--- Material supplied ---
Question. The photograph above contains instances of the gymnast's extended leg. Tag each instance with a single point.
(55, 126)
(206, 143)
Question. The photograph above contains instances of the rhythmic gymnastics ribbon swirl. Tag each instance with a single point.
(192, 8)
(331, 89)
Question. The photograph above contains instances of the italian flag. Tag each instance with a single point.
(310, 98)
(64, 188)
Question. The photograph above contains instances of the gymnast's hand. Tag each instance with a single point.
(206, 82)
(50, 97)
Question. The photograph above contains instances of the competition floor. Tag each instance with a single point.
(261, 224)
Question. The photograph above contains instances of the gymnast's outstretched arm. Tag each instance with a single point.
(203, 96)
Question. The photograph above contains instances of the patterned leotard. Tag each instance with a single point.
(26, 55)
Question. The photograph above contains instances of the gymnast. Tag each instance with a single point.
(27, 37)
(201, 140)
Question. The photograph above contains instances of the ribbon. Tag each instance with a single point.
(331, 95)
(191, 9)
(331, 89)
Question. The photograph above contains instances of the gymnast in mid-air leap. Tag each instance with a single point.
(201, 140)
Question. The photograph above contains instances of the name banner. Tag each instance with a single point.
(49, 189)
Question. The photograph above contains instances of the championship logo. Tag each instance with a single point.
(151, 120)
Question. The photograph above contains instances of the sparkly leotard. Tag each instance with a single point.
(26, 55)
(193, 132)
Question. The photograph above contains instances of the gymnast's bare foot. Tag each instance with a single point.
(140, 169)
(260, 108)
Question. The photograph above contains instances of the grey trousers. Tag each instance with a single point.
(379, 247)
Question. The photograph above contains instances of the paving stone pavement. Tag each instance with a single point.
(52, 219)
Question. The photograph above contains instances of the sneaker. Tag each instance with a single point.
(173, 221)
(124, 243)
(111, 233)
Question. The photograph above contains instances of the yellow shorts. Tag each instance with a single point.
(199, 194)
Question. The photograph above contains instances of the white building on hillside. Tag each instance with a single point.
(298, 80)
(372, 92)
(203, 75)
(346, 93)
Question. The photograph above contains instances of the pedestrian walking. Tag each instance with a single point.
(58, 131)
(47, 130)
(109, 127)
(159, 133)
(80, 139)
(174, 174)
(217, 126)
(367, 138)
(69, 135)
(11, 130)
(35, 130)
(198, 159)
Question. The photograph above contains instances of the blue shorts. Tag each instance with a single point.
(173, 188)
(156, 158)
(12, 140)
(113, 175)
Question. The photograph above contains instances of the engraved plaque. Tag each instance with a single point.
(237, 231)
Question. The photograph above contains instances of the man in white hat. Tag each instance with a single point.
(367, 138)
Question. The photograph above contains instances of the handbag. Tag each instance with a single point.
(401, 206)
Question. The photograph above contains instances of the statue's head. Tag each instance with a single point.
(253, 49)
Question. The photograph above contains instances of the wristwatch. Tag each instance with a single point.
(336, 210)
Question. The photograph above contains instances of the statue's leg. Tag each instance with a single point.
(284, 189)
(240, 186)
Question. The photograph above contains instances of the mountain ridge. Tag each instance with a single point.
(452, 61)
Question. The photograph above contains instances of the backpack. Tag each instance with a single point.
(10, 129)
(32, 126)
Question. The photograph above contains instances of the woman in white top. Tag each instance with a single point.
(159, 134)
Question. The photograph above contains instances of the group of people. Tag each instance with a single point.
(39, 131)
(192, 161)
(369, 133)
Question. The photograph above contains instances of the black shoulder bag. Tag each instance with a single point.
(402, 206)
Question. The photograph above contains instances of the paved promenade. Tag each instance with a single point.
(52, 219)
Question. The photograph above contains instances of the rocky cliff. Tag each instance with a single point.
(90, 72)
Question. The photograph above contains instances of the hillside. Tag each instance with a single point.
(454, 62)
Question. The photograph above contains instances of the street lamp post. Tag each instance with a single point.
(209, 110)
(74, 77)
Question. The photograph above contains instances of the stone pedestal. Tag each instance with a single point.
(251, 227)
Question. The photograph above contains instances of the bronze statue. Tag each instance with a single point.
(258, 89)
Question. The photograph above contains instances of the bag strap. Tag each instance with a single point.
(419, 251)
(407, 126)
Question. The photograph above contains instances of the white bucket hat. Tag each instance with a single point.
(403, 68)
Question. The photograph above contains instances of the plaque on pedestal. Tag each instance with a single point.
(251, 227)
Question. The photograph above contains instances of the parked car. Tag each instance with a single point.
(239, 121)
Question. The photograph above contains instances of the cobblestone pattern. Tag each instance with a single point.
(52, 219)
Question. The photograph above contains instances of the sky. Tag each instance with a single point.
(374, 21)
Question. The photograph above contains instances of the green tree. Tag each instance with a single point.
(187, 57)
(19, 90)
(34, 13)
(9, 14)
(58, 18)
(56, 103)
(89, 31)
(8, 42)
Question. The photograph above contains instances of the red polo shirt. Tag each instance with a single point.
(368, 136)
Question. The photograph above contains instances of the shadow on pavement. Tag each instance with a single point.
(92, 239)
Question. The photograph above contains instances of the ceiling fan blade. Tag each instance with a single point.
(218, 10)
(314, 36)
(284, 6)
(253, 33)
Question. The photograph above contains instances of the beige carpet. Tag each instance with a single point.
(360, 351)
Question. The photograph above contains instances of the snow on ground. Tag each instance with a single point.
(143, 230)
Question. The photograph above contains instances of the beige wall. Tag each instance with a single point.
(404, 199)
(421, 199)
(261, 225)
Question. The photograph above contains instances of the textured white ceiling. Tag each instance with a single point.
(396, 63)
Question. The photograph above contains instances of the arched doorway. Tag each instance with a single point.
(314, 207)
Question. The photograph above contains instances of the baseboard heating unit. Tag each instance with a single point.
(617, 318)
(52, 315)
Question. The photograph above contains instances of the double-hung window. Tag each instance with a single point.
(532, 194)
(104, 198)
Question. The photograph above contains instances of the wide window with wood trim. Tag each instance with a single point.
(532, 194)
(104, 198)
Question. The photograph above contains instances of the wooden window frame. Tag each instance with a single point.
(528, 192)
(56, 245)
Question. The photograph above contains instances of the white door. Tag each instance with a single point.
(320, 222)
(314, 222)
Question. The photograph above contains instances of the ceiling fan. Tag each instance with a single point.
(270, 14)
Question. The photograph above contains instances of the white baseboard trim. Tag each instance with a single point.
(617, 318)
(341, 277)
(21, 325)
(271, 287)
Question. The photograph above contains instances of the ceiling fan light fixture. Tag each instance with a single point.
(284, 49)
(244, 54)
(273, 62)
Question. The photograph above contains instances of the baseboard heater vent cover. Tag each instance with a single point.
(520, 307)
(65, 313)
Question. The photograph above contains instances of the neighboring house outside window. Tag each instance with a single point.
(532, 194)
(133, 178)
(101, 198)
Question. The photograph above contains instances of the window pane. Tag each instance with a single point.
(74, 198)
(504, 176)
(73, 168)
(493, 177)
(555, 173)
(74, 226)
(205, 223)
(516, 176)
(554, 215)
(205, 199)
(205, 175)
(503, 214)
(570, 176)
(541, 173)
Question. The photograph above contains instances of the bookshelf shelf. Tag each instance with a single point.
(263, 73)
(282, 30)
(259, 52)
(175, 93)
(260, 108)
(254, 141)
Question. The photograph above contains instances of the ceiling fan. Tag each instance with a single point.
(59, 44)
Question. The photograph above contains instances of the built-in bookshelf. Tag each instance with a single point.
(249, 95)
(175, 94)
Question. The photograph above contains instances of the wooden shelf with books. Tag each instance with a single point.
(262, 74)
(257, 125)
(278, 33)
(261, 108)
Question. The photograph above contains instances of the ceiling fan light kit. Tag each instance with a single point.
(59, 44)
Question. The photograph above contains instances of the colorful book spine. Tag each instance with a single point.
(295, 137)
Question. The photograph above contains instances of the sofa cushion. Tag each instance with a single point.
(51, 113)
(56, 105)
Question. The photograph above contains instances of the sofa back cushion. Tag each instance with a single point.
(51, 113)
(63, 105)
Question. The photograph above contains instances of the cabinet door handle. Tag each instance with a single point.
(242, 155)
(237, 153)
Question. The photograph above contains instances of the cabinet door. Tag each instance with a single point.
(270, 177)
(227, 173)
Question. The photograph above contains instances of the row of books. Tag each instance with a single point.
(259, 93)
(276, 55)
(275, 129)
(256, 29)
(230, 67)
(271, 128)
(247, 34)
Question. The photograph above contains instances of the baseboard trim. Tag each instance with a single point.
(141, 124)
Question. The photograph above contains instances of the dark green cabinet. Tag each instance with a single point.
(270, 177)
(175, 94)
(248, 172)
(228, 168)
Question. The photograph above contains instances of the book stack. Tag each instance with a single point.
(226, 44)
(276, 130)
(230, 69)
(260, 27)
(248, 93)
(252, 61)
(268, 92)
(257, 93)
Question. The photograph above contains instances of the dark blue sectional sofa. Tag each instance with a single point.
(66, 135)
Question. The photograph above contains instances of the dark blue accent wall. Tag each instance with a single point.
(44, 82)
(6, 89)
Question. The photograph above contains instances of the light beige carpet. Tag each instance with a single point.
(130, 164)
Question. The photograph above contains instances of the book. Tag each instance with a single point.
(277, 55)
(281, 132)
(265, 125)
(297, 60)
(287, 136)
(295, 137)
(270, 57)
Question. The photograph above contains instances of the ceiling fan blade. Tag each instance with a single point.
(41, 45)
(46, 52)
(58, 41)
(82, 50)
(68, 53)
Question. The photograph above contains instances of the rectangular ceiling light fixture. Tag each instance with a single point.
---
▶ **Task**: Return, word for word, every line from the line with "kit. Tag each instance with a single point." to the final line of the data.

▶ **Exercise response**:
Question. The photograph above contains instances of the ceiling fan light kit. Tag each instance with a single point.
(59, 44)
Question. The photograph above contains instances of the colorful book spine. Tag each instance with a single point.
(295, 137)
Question. The photograph above contains instances of the sofa cushion. Tag each instance with a single point.
(51, 113)
(56, 105)
Question. The photograph above contains instances of the sofa back cushion. Tag each instance with a single point.
(51, 113)
(63, 105)
Question. The photograph above contains instances of the cabinet door handle. Tag each instance with a single point.
(242, 155)
(237, 153)
Question. The photograph above contains instances of the cabinet door. Tag each instance with a single point.
(270, 177)
(227, 173)
Question. The photograph above contains instances of the row of books. Tag each instance with a single point.
(259, 93)
(276, 55)
(275, 129)
(256, 29)
(230, 67)
(271, 128)
(247, 34)
Question. The photograph above contains instances of the baseboard trim. Tag each instance with a single point.
(141, 124)
Question. The photograph above contains instances of the dark green cabinet. Tag each instance with a single point.
(270, 177)
(175, 94)
(248, 172)
(228, 168)
Question. The photograph above contains instances of the book stack. Tag each instance with a single point.
(226, 44)
(276, 130)
(230, 69)
(260, 27)
(248, 93)
(252, 61)
(268, 92)
(257, 93)
Question. The photograph above contains instances of the dark blue sectional sofa. Tag each instance with a single point.
(66, 135)
Question. The photograph above contains instances of the dark blue accent wall. Tag each instance with a single point.
(44, 82)
(6, 89)
Question. The photograph above contains instances of the light beige carpet. Tag each instance with a single point.
(130, 164)
Question. The photograph above contains instances of the book. Tag each instance with a single point.
(277, 55)
(281, 132)
(265, 125)
(297, 60)
(287, 136)
(295, 137)
(270, 57)
Question. The photograph above contains instances of the ceiling fan blade. Tag each instance with a single point.
(41, 45)
(46, 52)
(58, 41)
(82, 50)
(68, 53)
Question. The photograph above contains instances of the rectangular ceiling light fixture. Tag each instance with a single point.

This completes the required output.